_Set problem_
Only the lines from the one containing "of the landline" through the end of the entries should be repeated, exactly as they appear, first and last included.
start Provided records
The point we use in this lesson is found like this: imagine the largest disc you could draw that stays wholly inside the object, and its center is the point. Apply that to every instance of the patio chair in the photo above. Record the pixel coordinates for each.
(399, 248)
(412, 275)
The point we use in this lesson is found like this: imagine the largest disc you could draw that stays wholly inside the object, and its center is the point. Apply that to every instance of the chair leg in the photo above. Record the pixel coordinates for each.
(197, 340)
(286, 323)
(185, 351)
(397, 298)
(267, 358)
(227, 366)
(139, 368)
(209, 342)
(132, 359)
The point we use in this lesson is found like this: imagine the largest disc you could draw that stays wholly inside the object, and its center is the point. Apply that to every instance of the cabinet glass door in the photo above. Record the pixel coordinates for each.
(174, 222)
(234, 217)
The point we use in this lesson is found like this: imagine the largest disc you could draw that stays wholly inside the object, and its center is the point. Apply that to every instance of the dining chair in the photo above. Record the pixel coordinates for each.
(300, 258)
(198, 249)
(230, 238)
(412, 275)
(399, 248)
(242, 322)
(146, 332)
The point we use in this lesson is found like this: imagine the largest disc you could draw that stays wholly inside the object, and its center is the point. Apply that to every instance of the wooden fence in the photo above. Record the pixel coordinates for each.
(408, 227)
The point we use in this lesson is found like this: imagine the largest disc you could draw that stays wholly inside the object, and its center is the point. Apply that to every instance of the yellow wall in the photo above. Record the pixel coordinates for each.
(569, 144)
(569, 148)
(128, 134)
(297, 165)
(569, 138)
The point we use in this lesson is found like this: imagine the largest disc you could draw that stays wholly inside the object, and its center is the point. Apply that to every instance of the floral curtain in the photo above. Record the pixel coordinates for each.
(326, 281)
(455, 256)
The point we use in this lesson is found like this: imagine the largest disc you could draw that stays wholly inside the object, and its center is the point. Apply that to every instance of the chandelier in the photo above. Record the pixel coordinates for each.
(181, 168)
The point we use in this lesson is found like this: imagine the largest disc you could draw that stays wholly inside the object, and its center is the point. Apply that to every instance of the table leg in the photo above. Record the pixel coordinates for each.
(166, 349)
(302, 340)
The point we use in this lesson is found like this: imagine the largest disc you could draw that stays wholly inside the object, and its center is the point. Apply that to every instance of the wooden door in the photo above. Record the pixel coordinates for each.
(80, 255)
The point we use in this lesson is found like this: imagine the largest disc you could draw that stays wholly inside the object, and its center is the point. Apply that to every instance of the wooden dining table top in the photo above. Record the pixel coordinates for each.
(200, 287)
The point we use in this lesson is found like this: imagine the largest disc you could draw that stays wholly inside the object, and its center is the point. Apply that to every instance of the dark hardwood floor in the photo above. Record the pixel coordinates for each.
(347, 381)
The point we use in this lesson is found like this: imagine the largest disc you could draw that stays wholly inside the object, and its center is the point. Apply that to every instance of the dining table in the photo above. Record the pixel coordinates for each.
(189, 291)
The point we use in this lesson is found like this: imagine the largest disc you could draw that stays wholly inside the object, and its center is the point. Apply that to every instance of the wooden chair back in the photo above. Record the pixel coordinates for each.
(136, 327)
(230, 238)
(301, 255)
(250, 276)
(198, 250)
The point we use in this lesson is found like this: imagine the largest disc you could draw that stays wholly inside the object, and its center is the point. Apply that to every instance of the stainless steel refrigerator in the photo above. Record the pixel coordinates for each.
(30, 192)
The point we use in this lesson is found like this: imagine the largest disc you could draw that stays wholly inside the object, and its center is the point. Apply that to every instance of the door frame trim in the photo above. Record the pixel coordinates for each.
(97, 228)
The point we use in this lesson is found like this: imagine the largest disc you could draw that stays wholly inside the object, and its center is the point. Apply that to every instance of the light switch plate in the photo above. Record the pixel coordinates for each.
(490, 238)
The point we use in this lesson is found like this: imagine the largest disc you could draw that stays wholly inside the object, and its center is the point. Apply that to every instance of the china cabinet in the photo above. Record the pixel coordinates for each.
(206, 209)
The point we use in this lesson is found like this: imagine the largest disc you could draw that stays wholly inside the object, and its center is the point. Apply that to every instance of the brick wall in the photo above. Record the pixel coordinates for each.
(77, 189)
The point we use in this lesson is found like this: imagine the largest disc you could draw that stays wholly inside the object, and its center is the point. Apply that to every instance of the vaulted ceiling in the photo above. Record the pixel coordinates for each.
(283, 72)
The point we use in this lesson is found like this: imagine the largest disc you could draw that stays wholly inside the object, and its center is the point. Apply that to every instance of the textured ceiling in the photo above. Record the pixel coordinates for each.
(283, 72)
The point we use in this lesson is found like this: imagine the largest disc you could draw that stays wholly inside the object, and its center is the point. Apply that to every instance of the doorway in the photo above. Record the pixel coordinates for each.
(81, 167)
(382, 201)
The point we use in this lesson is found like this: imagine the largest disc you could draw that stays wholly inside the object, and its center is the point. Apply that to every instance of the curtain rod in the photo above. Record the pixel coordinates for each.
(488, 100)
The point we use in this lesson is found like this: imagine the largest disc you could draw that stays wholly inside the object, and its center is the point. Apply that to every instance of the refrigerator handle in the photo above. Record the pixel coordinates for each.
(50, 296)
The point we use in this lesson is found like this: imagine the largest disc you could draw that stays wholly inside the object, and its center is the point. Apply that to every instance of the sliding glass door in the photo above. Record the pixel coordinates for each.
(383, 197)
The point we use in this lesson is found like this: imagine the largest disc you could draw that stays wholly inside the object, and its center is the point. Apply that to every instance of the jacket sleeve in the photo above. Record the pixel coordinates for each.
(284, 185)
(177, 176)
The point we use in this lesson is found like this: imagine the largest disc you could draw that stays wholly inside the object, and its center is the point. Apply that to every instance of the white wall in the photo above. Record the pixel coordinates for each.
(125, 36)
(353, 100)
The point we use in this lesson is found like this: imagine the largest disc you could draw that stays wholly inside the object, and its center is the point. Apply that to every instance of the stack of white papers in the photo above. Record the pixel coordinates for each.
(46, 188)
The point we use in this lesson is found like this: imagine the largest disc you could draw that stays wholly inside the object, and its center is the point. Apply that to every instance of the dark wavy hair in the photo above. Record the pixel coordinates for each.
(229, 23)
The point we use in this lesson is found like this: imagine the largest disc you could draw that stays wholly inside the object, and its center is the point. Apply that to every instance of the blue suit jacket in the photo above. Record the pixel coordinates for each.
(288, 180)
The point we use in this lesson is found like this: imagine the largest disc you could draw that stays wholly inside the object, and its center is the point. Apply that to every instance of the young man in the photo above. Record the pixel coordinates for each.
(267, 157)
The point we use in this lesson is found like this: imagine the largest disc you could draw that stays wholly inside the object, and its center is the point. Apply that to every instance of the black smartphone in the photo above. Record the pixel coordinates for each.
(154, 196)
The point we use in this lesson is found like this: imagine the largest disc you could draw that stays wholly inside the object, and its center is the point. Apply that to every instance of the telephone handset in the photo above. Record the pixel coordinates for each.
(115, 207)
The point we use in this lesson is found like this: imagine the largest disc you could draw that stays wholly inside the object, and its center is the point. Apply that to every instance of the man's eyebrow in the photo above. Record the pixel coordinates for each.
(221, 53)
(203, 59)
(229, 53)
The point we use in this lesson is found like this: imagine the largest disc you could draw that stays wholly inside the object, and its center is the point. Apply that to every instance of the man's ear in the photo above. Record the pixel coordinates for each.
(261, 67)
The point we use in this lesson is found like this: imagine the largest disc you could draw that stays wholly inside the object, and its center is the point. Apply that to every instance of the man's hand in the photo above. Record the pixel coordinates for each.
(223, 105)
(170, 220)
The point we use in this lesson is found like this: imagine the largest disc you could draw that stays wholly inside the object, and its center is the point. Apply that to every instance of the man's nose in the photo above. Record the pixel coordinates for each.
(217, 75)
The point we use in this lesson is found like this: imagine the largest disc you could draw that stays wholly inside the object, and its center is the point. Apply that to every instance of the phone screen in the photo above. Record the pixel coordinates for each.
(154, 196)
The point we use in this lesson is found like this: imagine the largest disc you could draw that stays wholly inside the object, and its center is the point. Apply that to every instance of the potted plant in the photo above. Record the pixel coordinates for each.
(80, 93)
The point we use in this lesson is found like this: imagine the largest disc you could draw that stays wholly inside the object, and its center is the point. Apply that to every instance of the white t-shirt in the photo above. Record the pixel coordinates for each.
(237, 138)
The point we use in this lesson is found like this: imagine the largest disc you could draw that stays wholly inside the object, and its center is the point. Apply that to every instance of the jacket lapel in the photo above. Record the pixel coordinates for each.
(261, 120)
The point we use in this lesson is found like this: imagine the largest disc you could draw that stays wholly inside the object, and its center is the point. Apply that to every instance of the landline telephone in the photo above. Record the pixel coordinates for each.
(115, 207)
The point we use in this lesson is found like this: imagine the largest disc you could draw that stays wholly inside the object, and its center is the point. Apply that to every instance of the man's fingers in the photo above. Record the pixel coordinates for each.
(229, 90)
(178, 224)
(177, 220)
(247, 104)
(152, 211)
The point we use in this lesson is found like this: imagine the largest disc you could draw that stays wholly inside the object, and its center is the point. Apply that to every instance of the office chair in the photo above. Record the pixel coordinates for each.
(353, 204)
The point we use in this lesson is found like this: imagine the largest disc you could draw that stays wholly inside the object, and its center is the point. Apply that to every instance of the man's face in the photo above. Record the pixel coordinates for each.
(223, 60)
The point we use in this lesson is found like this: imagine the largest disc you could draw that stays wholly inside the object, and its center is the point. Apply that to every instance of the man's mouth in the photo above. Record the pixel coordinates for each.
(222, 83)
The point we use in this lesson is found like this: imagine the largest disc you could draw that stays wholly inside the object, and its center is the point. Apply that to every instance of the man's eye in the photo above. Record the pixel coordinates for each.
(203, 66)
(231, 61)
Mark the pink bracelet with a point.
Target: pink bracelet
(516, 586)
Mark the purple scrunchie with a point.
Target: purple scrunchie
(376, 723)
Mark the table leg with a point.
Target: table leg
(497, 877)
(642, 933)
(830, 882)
end Provided records
_Reply_
The point we use in this lesson is found like this: imagine the largest disc you could draw that stays wholly inside the object, and its center is the point. Apply that to every instance of the landline telephone in the photo above. Record the pixel coordinates for each.
(115, 207)
The point we use in this lesson is found like this: imagine the largest disc you could draw that stays wholly inside the object, and its center is the point. Apply that to every instance of the man's fingers in the photo above. Record the pixel coordinates for each.
(229, 90)
(178, 224)
(177, 220)
(247, 104)
(152, 211)
The point we use in this lesson is found like this: imagine the largest disc you could draw that stays wholly inside the object, and its center is the point. Apply that to every instance of the office chair in the photo above. Record the pixel coordinates for each.
(353, 204)
The point we use in this lesson is found like this: imagine the largest disc you could draw that stays wholly inside the object, and its center is the point. Apply that to every instance of the man's face in the photo above. Record the pixel coordinates for each.
(223, 60)
The point we use in this lesson is found like this: imagine the largest disc you could draw that stays wholly inside the object, and its center is the point. Apply that to every instance of the man's mouth in the photo above. Record the pixel coordinates for each.
(222, 83)
The point we use in this lesson is found like this: imagine the largest disc you could draw that stays wholly inside the object, and its center is the point. Apply that to every instance of the man's eye in the photo above. Record the pixel coordinates for each.
(203, 66)
(231, 61)
Mark the pink bracelet with a point.
Target: pink bracelet
(516, 586)
Mark the purple scrunchie with a point.
Target: purple scrunchie
(376, 723)
Mark the table leg with a point.
Target: table leg
(497, 877)
(642, 933)
(830, 882)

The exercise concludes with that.